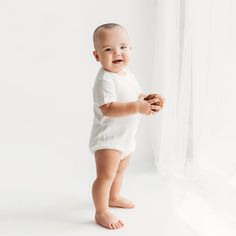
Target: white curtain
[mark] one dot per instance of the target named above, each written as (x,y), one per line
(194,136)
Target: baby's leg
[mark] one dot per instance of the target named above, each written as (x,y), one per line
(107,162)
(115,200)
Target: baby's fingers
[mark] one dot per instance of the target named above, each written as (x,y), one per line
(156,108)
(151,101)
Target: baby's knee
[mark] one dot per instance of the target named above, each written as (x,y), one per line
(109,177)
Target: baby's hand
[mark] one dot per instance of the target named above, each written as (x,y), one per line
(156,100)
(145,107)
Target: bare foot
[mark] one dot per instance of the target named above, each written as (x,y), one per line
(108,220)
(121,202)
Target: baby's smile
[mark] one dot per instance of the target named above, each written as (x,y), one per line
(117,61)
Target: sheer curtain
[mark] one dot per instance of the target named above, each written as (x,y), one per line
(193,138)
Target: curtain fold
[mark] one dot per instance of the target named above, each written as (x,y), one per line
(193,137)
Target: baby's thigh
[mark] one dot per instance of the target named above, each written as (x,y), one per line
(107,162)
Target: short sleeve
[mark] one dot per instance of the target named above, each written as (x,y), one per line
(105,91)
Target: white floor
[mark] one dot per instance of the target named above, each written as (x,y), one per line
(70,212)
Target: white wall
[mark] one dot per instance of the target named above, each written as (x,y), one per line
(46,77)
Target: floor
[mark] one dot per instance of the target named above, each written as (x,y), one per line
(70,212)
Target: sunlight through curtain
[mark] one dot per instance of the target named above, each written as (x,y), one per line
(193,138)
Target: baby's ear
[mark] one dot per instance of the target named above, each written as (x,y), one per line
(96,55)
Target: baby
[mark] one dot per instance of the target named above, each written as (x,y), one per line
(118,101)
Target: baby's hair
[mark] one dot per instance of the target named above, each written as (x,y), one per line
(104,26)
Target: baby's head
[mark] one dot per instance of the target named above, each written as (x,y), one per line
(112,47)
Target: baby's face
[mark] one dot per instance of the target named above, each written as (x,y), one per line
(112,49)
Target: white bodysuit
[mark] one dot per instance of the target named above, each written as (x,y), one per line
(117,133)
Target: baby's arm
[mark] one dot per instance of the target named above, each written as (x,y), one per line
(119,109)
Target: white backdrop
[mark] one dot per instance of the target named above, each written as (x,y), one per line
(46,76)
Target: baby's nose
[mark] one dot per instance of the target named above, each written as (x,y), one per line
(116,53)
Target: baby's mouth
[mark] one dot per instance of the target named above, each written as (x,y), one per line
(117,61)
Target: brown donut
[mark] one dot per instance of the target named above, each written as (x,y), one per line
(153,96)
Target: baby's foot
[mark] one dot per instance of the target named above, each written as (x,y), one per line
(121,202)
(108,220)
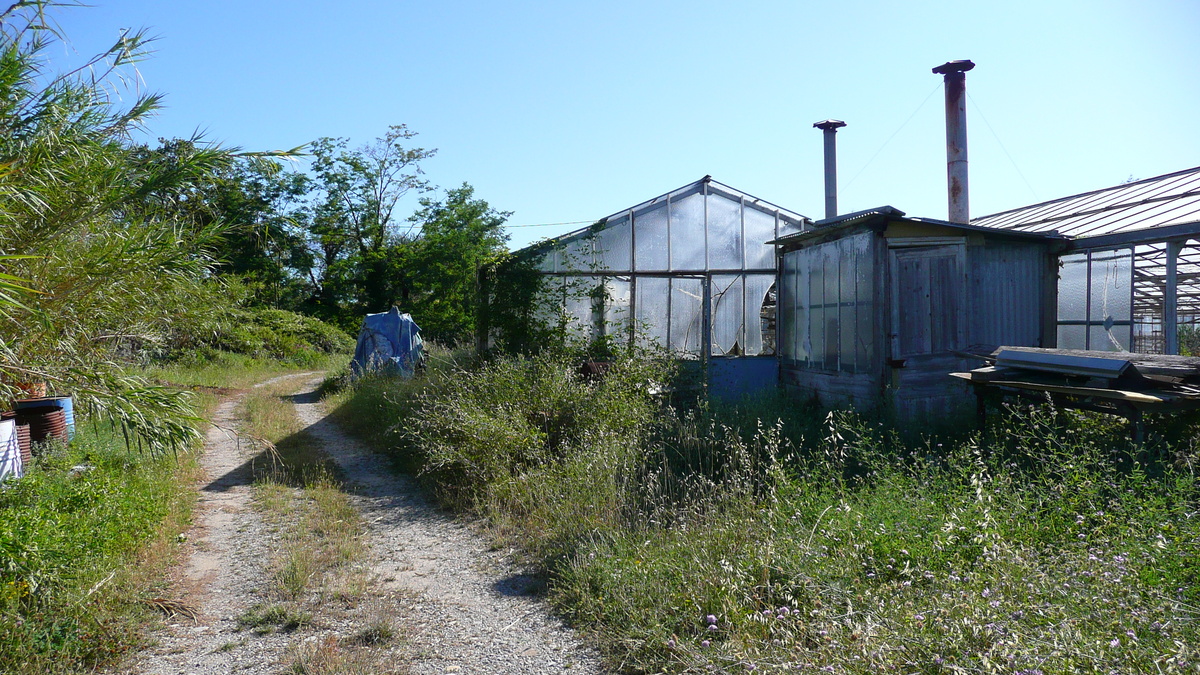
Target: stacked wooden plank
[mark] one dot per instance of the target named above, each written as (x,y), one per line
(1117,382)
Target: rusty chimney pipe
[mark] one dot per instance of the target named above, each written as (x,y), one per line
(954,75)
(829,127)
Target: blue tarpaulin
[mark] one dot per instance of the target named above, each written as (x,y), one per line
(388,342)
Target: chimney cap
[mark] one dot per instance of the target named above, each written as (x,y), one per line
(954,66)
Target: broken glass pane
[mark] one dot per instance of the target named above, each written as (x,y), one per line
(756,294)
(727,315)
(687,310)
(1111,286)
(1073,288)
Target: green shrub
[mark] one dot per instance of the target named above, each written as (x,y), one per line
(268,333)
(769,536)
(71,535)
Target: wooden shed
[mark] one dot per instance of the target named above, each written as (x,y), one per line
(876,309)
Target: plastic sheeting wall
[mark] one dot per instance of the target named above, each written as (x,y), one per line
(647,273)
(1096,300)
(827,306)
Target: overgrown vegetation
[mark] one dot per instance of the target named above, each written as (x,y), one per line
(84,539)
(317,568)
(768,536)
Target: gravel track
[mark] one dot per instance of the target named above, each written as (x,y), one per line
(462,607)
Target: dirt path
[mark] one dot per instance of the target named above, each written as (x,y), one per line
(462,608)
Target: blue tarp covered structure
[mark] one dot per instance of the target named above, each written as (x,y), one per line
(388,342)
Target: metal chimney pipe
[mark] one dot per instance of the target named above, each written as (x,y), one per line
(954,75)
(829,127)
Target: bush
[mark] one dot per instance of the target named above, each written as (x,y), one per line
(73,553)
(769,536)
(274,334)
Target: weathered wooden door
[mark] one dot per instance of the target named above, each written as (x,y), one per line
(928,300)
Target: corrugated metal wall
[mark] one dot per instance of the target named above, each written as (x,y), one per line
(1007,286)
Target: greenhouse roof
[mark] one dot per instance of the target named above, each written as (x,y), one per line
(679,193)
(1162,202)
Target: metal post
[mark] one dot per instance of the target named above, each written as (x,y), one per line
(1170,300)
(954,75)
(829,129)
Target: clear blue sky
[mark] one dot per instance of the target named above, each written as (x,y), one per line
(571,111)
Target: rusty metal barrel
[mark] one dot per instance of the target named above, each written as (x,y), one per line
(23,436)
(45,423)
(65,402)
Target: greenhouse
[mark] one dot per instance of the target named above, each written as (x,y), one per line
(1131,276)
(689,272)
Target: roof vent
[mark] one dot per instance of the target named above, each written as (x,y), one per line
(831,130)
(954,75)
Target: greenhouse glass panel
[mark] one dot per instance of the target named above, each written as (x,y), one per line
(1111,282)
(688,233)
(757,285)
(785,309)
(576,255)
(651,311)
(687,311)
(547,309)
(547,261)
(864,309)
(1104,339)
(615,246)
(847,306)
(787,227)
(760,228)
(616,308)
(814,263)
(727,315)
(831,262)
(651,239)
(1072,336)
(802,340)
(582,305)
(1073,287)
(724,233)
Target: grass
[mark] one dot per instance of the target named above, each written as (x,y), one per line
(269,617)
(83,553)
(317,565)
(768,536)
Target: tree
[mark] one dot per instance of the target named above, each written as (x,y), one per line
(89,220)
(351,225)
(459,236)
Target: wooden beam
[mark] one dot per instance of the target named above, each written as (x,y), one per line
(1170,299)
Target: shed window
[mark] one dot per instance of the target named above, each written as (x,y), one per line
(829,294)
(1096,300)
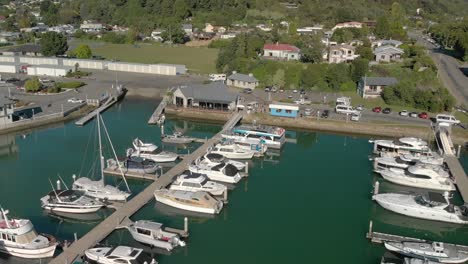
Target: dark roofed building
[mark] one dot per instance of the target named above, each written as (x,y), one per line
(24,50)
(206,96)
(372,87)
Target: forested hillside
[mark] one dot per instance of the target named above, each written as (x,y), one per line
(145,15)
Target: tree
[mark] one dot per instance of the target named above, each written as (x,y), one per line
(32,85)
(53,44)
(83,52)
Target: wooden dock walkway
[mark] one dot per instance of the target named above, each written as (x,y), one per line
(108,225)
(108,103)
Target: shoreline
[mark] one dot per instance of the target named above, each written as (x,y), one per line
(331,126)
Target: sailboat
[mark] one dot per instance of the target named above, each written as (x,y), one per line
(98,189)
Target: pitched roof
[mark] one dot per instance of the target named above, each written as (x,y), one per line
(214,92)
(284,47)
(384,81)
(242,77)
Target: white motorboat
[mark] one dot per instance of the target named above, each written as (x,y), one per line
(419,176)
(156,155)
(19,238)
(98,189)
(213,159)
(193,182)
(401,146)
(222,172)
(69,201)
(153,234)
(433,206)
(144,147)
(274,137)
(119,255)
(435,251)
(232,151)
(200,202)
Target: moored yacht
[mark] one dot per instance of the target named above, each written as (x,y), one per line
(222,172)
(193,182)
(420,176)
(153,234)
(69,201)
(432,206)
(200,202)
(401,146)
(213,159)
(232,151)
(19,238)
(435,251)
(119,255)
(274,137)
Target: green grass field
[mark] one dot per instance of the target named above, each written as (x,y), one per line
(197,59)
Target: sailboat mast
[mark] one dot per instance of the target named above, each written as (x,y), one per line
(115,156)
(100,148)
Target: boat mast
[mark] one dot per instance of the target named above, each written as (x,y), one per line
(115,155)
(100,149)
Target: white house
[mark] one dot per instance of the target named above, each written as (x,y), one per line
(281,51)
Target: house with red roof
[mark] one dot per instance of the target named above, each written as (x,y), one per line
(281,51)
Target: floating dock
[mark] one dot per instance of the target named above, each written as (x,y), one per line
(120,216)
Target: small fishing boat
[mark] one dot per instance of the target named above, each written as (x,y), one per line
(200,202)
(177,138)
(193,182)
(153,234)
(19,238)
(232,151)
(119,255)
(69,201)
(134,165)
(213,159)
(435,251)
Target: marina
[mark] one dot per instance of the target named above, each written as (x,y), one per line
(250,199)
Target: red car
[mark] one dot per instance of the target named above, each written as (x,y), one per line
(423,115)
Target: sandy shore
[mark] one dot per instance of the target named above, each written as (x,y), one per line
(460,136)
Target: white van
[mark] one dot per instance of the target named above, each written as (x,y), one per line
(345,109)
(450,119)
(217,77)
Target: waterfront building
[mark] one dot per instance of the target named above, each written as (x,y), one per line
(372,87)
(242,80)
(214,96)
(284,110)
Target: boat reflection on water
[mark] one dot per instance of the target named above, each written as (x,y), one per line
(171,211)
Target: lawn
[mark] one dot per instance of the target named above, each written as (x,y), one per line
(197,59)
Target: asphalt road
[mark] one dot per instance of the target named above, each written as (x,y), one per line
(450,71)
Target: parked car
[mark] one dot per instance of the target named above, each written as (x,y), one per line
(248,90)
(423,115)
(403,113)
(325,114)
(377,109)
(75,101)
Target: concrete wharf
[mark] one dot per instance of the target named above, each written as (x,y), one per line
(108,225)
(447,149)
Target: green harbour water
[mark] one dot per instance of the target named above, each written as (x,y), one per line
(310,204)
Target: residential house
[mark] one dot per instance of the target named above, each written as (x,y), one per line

○ ○ ○ ○ ○ ○ ○

EXERCISE DIRECTIONS ->
Shift the answers in the part of the rows that opens with the line containing "Target: lawn" and runs through the end of the rows. Write out every line of that part again, adding 64 to both numbers in each (x,y) coordinate pair of the answers and leaving all other lines unchanged.

WORKED SOLUTION ->
Target: lawn
[mark] one dot per instance of the target named above, each written as (x,y), one per line
(261,123)
Target: asphalt road
[mark] one dot per instance of the target named above, each written as (x,y), one per line
(514,135)
Target: parked car
[mark] one dot per instance of the target named above, each written as (x,y), one per line
(312,154)
(487,179)
(467,177)
(389,178)
(441,173)
(139,165)
Target: concrete wharf
[mark] one dot per instance of the target named above, each written as (x,y), one per line
(172,289)
(511,213)
Target: green harbour water
[mark] one dot per instance of the target named above, each written as (x,y), one per line
(374,268)
Target: residential house
[mark] one dot per instance of the target named above, each written as (x,y), one per line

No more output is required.